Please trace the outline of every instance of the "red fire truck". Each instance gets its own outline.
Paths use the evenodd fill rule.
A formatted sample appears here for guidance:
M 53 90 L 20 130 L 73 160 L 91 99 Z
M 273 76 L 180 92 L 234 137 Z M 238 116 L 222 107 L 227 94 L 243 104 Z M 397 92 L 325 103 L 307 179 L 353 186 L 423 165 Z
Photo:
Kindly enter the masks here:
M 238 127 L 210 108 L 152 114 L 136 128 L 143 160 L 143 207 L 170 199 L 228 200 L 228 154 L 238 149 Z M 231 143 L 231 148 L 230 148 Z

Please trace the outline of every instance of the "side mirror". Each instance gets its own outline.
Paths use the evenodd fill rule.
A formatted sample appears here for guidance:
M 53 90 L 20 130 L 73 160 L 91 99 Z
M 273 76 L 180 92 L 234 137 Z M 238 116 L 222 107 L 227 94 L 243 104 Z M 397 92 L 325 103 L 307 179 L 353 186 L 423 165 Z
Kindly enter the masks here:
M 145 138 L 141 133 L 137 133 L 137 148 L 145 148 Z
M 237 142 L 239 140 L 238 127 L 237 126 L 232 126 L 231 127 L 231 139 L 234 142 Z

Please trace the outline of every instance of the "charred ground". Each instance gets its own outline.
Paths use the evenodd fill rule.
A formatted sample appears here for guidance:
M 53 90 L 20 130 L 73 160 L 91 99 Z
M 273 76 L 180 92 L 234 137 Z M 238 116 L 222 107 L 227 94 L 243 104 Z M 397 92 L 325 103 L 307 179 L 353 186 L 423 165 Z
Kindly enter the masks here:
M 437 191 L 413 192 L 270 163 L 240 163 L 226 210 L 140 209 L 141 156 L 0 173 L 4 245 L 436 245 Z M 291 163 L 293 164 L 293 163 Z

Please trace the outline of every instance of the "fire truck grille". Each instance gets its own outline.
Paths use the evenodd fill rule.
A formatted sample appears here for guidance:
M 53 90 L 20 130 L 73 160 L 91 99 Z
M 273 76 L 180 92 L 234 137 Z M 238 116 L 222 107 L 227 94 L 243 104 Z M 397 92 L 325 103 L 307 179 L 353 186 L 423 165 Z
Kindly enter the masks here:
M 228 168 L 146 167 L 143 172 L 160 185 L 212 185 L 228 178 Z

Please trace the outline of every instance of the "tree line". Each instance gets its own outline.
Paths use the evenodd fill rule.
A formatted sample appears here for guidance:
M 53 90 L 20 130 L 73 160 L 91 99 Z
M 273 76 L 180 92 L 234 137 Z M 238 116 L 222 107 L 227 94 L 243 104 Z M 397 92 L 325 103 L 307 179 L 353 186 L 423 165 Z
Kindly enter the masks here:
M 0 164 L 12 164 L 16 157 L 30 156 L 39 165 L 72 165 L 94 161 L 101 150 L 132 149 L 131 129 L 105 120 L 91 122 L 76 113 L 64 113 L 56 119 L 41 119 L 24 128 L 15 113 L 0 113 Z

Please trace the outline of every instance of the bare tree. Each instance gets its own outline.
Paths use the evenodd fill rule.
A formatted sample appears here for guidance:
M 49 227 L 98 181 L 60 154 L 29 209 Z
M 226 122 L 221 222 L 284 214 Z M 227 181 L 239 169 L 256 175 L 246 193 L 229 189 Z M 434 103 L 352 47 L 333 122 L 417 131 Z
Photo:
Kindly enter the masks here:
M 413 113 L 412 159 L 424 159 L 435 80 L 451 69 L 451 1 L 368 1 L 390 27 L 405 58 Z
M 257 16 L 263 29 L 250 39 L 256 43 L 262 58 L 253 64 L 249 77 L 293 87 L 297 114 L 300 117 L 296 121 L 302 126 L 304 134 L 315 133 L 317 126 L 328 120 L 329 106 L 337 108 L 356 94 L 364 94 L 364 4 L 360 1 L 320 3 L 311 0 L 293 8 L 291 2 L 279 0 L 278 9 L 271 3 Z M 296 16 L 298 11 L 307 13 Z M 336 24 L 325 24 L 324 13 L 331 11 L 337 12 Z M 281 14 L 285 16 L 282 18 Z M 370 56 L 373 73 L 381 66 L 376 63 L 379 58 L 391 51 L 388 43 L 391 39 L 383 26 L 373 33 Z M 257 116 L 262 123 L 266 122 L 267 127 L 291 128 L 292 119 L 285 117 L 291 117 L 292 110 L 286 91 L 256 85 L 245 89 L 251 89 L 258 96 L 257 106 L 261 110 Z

....

▸ **YOUR OBJECTIVE**
Reproduce each entry above exactly, keeping every word.

▸ **WRITTEN RESPONSE**
Please trace the outline of every instance of the "red fire truck". Each instance gets its own outline.
Paths use the evenodd fill rule.
A formatted sample appears here for guidance:
M 53 90 L 20 130 L 73 160 L 91 99 Z
M 273 76 L 180 92 L 234 137 Z M 238 116 L 222 107 L 227 94 L 243 104 Z M 397 92 L 325 103 L 307 179 L 353 186 L 423 165 Z
Photo:
Kindly enter the masks here:
M 238 127 L 210 108 L 152 114 L 136 128 L 143 160 L 143 207 L 170 199 L 228 200 L 228 154 L 238 149 Z M 231 143 L 231 148 L 230 148 Z

Please trace the outline of every instance of the "side mirror". Each instance gets its own outline.
Paths use the evenodd fill rule.
A formatted sample appears here for guidance:
M 53 90 L 20 130 L 73 160 L 91 99 Z
M 273 76 L 180 92 L 234 137 Z M 238 116 L 222 107 L 227 94 L 243 104 Z M 397 92 L 325 103 L 307 179 L 353 186 L 423 165 Z
Kindly enter the masks here:
M 145 138 L 141 133 L 137 133 L 137 148 L 145 148 Z
M 237 142 L 239 140 L 238 127 L 237 126 L 232 126 L 231 127 L 231 139 L 234 142 Z

Please trace the outline of every instance of the "charred ground". Each instance gets its own outline.
Paths use the evenodd fill rule.
A formatted sample appears here for guidance:
M 53 90 L 20 130 L 73 160 L 91 99 Z
M 273 76 L 180 92 L 234 137 Z M 238 116 L 222 107 L 227 94 L 243 104 Z M 397 92 L 325 103 L 307 179 L 353 186 L 423 165 Z
Kindly enter the masks here:
M 437 191 L 413 192 L 270 163 L 240 163 L 226 210 L 140 209 L 141 156 L 0 173 L 4 245 L 436 245 Z M 291 163 L 293 164 L 293 163 Z

Please trace the outline of every instance of the "fire truck grille". Each instance gets its own outline.
Paths use the evenodd fill rule.
A formatted sample appears here for guidance:
M 53 90 L 20 130 L 73 160 L 91 99 Z
M 273 76 L 180 92 L 234 137 Z M 238 116 L 222 107 L 227 94 L 243 104 Z M 397 92 L 325 103 L 307 179 L 353 186 L 423 165 Z
Kindly enter the masks here:
M 228 168 L 146 167 L 143 172 L 160 185 L 212 185 L 228 178 Z

Please trace the outline of every instance of the "tree line". Each instance gets its own outline.
Paths use the evenodd fill rule.
A formatted sample appears here for guidance:
M 53 90 L 20 130 L 73 160 L 91 99 Z
M 273 76 L 180 92 L 234 137 Z M 238 116 L 222 107 L 227 94 L 243 104 Z M 397 92 L 325 103 L 307 179 L 353 186 L 423 165 Z
Kindly enter the masks here:
M 0 164 L 12 164 L 16 157 L 30 156 L 39 165 L 72 165 L 94 161 L 101 150 L 132 149 L 131 129 L 105 120 L 91 122 L 76 113 L 64 113 L 56 119 L 41 119 L 24 128 L 15 113 L 0 113 Z

Please trace the outline of every instance of the bare tree. Each instance gets its own outline.
Paths use the evenodd fill rule.
A formatted sample appears here for guidance:
M 49 227 L 98 181 L 60 154 L 29 209 Z
M 226 122 L 221 222 L 284 214 Z M 227 181 L 239 169 L 256 175 L 246 193 L 229 189 Z M 434 103 L 352 47 L 333 122 L 417 131 Z
Photo:
Kindly enter the masks here:
M 413 113 L 412 159 L 424 159 L 435 80 L 451 69 L 451 1 L 368 1 L 390 27 L 405 58 Z
M 257 16 L 263 29 L 250 39 L 256 43 L 262 58 L 253 64 L 249 77 L 293 87 L 297 114 L 300 117 L 296 121 L 302 126 L 304 134 L 315 133 L 317 126 L 328 120 L 329 106 L 337 108 L 356 94 L 364 94 L 364 4 L 360 1 L 320 3 L 311 0 L 293 8 L 291 2 L 279 0 L 278 9 L 271 3 Z M 296 16 L 298 11 L 307 13 Z M 336 24 L 325 24 L 324 13 L 331 11 L 337 12 Z M 281 14 L 285 16 L 282 18 Z M 370 56 L 373 73 L 381 66 L 376 63 L 379 58 L 391 51 L 388 43 L 391 39 L 383 26 L 373 33 Z M 257 116 L 262 123 L 266 122 L 267 127 L 291 128 L 292 119 L 285 117 L 291 117 L 292 110 L 286 91 L 256 85 L 245 89 L 251 89 L 258 96 L 257 106 L 261 110 Z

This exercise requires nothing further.